It is easy to see why minorities living in Québec will vote no in

referendum 3. And although the Liberals are profoundly mistrusted, many will vote for them in the provincial election because they are ever-so-slightly less provincialist than the PQ-BQ compact.

The statements made by our revolutionary Provincialists make them

the North American near-equivalent of  France’s Le Front National. I suspect that some members of the PQ and the BQ are nearer to FN thinking that many would like to imagine. However, I do not see any exact copies of  Jean-Marie Le Pen in these few acres of  snow. In perhaps another historical context could one have seen the great Parizeau burning crosses and riding a white horse? Imagine, if you will, that Parizeau were an outgoing mayor of a city in France — say Marseilles — and he blamed his electoral defeat on money and the ethnic vote. He would be considered by almost all Europeans as friend of Jean-Marie Le Pen. Perhaps some Canadians would say that he is not a friend of this flaming racist: “le contexte est différent”.

Now, is there a difference between the remarks our domestic

revolutionaries make and those made by the British identity trend setters i.e. Powell and Thatcher? No. Is Quebecois revolutionary Provincialism emergent Ethnic European Nationalism in North America? Yes — it is ethnic-identity Provincialism without the real surge for independence.

The captains of  identity politics in the United Kingdom tend to use the English language allegorically, poetically, elegantly. However, French and English-speaking Canadian politicians without exception have only a wooden command of  language and hence are not terribly attractive as racists. All Canadian politicians have a Neanderthal command of these European languages. Consequently, Enoch Powell must be one of the most lovable and elegant racists.

The term “Quebecois”, often used to signify “l’identité collective”, is

not a problem-free term. Exactly who does this term include? Do the cultural and geopolitical parameters “Québec” and “Quebecois” include the visible minorities who are not sympathetic to the warp and woof of PQ-BQ

Provincialists? Does the term  include new arrivals? Do new arrivals want to be considered “Quebecois?” I came to Toronto on 2 March 1966, Air Canada flight 857. Although I have lived in Quebec since 1979 I am not Quebecois. I refuse the Provincialist project. I left that thinking in Mohen-jo Daro, or Lahore or wherever I came from. Possibly, the unwashed horde of new-comers to Québec feel the same way. I am, like many Canadians, linked to my British colonial masters via dual nationality which I will not surrender for Quebecois nationality. White Francophones who think themselves emergent nationalists are obligated to come to terms with this kind of thinking because it is ubiquitous within the “immigrant” horde. Even though I have lived in Canada for 31 years most white Quebecers still consider me an immigrant.

+--

#### Task goal
Return the wording of the passage on Québec identity politics between "referendum 3. And" and "the PQ-BQ compact.", inclusive, copied word for word. The lines after this point are separate material with no connection to the passage on Québec identity politics.

Stored data entries:
+--

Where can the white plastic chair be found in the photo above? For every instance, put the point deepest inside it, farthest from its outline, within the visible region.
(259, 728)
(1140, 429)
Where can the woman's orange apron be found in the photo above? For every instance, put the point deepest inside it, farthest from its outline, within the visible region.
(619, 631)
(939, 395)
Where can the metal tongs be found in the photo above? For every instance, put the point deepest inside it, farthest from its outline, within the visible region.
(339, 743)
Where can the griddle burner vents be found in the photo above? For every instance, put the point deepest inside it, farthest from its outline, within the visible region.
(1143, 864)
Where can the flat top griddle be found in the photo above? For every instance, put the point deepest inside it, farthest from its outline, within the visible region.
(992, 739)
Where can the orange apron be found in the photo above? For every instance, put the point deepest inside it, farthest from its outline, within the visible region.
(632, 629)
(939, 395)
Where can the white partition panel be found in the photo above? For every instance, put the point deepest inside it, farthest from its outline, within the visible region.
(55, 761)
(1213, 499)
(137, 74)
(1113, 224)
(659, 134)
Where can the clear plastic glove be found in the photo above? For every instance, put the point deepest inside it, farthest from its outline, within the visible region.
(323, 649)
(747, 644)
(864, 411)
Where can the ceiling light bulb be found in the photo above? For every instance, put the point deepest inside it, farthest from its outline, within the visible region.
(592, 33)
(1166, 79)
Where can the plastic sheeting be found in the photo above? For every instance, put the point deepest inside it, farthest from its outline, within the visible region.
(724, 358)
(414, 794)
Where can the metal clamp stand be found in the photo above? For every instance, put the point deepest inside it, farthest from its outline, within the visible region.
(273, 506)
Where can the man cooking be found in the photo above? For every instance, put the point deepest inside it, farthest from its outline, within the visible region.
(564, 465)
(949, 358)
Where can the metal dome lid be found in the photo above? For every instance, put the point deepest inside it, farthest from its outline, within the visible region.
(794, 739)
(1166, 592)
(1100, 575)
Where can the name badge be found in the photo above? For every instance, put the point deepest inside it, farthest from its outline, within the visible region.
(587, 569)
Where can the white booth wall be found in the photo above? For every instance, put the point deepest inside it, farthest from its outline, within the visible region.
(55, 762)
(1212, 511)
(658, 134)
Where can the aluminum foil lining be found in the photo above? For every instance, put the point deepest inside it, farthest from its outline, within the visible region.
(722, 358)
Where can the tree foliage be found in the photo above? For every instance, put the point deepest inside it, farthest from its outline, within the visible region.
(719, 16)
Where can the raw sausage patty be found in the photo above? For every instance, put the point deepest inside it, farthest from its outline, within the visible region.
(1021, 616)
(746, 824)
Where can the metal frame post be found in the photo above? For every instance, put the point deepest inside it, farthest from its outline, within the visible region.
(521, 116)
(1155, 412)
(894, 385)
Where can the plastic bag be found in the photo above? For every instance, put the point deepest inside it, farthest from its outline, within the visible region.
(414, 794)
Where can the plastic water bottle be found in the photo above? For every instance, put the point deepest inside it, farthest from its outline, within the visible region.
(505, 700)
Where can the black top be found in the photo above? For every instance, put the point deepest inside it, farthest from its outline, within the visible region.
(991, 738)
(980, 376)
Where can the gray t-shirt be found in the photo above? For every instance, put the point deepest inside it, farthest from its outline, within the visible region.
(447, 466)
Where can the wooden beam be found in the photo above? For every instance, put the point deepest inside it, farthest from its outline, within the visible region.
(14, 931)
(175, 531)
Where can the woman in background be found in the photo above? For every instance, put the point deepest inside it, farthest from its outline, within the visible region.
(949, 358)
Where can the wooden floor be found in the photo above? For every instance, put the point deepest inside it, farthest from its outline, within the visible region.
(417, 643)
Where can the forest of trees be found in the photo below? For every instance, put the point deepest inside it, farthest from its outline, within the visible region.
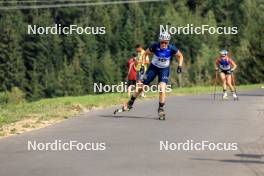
(62, 65)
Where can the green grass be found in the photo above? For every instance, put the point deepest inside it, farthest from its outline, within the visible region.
(65, 107)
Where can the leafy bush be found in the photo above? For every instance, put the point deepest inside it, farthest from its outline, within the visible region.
(15, 96)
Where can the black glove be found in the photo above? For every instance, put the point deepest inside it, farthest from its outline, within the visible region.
(229, 71)
(179, 69)
(142, 69)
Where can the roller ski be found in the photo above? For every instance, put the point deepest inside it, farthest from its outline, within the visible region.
(126, 107)
(225, 96)
(235, 96)
(161, 114)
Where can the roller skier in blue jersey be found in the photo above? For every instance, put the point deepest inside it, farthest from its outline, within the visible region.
(162, 52)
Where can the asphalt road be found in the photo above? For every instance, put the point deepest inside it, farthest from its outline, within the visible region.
(132, 141)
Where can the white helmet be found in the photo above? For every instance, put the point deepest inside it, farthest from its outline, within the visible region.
(223, 52)
(165, 36)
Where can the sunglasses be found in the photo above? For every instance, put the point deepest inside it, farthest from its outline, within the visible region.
(164, 42)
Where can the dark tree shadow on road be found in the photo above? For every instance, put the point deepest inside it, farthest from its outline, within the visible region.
(129, 117)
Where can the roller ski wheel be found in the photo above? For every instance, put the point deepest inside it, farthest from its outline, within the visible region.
(225, 98)
(236, 99)
(161, 114)
(125, 108)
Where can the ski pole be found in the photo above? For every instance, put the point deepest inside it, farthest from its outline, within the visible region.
(233, 81)
(215, 82)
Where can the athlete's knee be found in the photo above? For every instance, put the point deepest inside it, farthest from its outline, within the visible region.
(162, 87)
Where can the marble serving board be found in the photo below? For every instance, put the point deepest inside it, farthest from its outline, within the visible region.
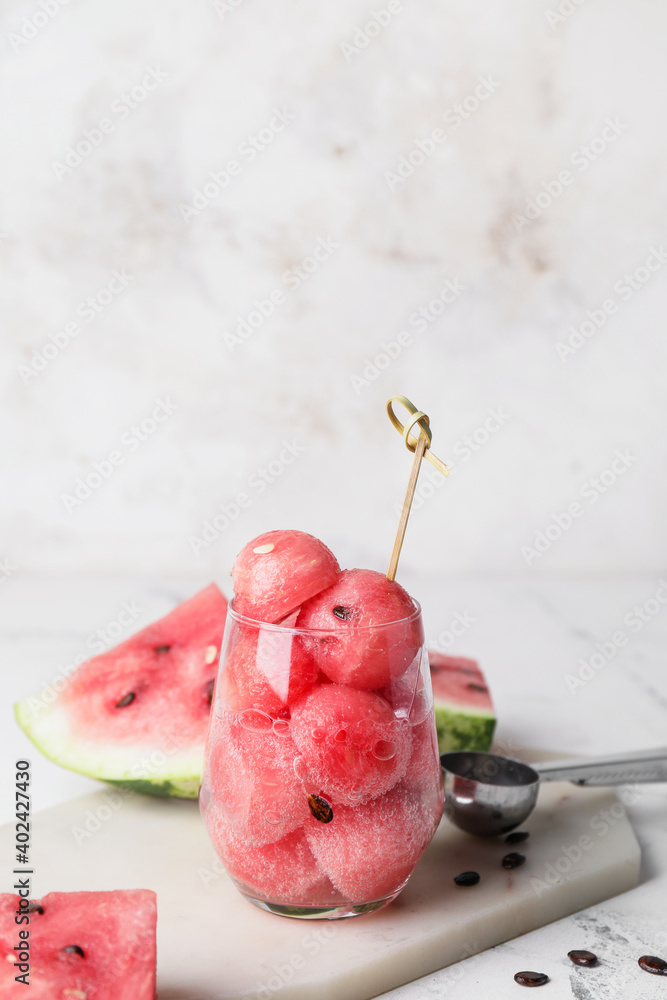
(213, 945)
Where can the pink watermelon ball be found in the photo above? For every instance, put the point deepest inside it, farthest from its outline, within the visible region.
(266, 670)
(356, 655)
(352, 746)
(250, 779)
(279, 570)
(423, 773)
(282, 872)
(369, 851)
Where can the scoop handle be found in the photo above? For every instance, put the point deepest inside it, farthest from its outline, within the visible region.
(641, 767)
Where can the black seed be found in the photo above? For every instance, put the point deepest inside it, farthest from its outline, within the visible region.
(582, 957)
(73, 949)
(531, 978)
(649, 963)
(320, 808)
(467, 878)
(126, 700)
(513, 860)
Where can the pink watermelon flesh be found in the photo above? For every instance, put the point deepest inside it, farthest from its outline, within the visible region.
(277, 571)
(267, 670)
(352, 746)
(114, 930)
(250, 787)
(285, 869)
(138, 714)
(464, 713)
(355, 655)
(369, 852)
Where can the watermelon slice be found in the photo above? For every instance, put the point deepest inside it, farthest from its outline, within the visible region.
(464, 713)
(95, 945)
(138, 714)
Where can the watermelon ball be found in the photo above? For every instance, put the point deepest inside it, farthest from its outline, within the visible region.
(279, 570)
(250, 786)
(356, 655)
(352, 747)
(369, 851)
(282, 872)
(424, 773)
(266, 670)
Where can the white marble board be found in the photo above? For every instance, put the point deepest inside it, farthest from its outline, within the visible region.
(212, 945)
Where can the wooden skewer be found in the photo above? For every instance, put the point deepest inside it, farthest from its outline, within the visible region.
(421, 447)
(407, 504)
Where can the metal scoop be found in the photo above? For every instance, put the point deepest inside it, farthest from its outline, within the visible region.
(487, 794)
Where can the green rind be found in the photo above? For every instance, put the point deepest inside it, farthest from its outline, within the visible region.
(184, 788)
(180, 780)
(459, 730)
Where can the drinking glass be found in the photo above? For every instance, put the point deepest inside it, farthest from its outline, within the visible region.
(321, 797)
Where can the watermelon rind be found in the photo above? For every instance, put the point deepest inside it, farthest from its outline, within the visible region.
(137, 769)
(165, 760)
(463, 730)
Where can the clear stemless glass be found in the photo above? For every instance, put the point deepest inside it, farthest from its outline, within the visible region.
(320, 798)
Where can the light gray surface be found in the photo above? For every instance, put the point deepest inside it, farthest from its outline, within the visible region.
(559, 421)
(529, 638)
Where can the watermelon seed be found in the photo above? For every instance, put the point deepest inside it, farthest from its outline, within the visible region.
(582, 957)
(649, 963)
(467, 878)
(531, 978)
(513, 860)
(73, 949)
(320, 808)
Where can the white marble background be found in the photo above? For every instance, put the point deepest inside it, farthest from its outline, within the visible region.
(222, 69)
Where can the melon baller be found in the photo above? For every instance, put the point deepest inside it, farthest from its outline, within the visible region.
(487, 794)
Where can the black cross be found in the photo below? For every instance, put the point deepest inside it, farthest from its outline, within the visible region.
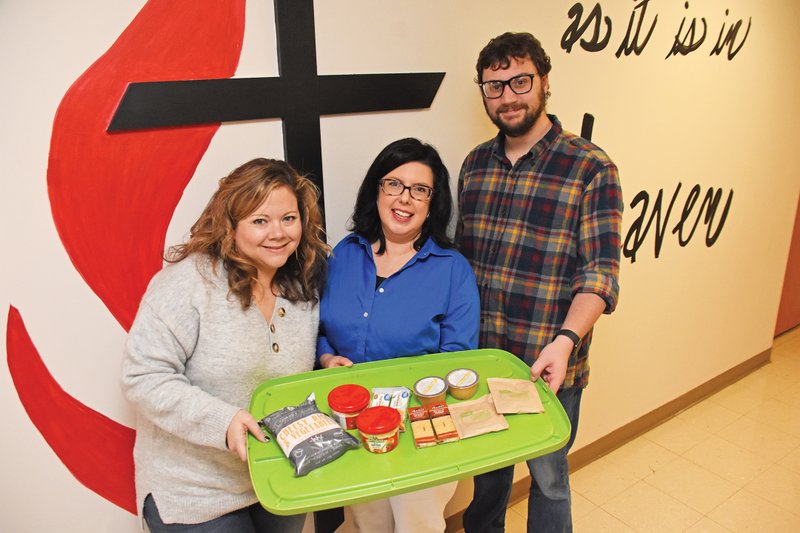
(299, 95)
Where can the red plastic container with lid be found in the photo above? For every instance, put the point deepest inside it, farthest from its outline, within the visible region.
(347, 402)
(379, 428)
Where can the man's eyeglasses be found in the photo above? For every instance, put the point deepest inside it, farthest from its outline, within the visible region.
(394, 187)
(518, 84)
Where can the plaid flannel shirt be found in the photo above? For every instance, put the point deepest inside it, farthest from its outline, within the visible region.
(536, 234)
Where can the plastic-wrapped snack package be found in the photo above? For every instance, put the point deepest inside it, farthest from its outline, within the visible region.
(308, 437)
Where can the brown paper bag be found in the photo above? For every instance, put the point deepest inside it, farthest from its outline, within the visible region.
(512, 396)
(477, 417)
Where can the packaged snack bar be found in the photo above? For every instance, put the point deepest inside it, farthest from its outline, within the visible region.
(421, 427)
(396, 397)
(308, 437)
(442, 423)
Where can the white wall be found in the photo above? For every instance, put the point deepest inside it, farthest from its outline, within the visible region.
(683, 318)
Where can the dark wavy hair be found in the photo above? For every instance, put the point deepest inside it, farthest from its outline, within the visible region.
(498, 53)
(365, 219)
(239, 194)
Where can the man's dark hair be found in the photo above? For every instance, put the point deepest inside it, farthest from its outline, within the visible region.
(366, 221)
(498, 53)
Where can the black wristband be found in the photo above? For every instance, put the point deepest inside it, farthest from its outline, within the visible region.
(576, 340)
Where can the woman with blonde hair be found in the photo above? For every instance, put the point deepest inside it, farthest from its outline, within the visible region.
(236, 305)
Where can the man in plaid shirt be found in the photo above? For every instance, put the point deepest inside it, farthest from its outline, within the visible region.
(540, 219)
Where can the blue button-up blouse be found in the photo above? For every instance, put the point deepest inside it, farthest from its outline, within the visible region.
(430, 305)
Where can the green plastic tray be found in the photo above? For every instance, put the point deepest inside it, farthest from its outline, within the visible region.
(359, 475)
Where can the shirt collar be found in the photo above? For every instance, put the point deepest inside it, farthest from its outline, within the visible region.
(429, 248)
(499, 142)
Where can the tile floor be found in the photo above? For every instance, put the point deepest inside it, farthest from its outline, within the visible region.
(728, 463)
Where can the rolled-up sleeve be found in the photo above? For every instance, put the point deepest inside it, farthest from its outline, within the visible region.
(599, 242)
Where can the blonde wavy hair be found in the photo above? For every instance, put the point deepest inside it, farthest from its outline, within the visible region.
(240, 193)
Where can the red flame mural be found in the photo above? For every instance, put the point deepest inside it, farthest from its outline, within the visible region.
(112, 198)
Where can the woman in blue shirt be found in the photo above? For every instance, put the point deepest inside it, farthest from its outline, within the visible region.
(397, 287)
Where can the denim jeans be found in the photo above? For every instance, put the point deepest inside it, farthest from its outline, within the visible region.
(252, 519)
(549, 503)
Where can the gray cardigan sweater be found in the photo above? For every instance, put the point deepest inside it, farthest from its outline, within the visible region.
(192, 360)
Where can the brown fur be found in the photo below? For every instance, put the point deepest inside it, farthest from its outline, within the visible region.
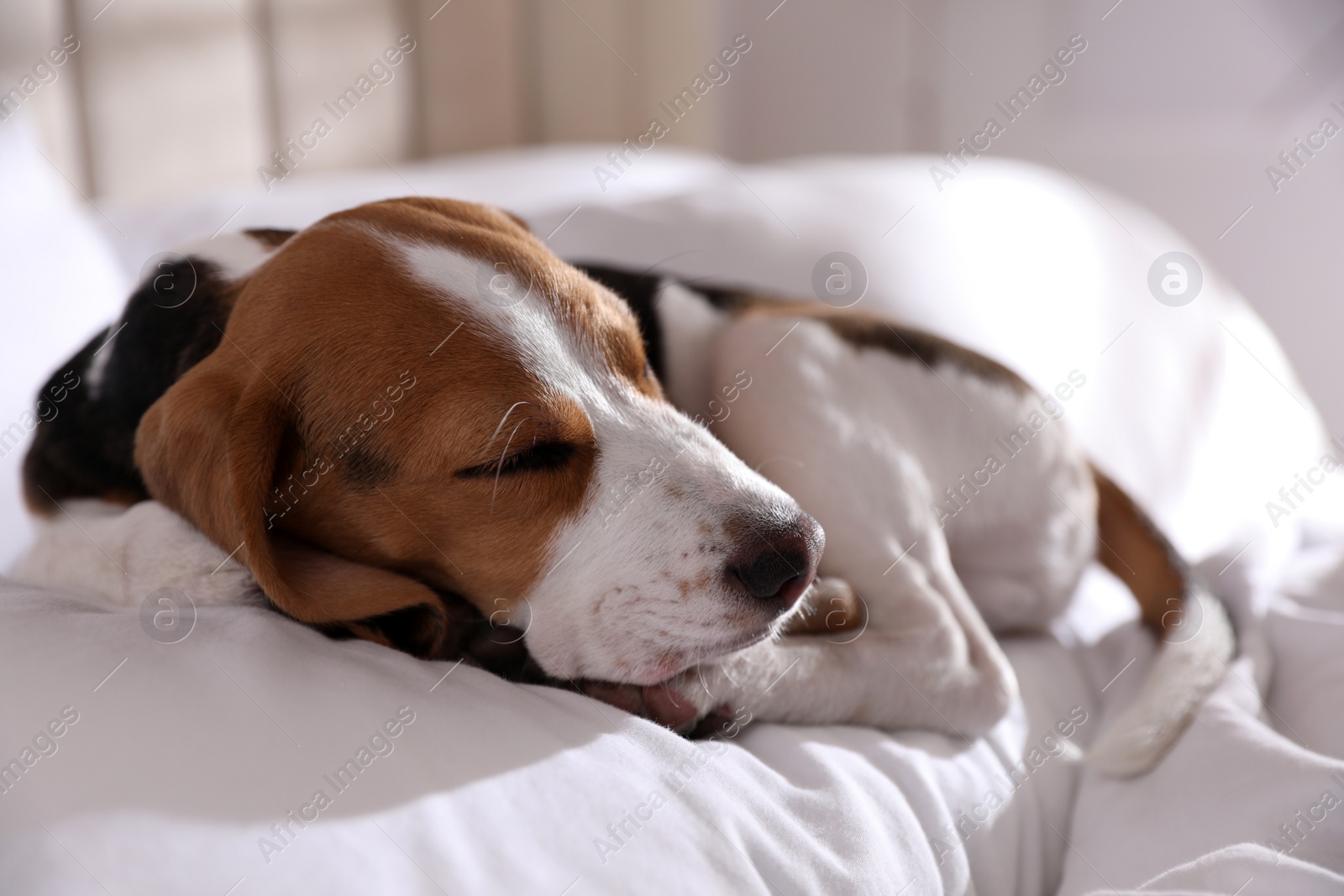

+--

#### Correct output
referendum 3. And although the Liberals are profoundly mistrusted, many will vote for them in the provincial election because they are ever-so-slightly less provincialist than the PQ-BQ compact.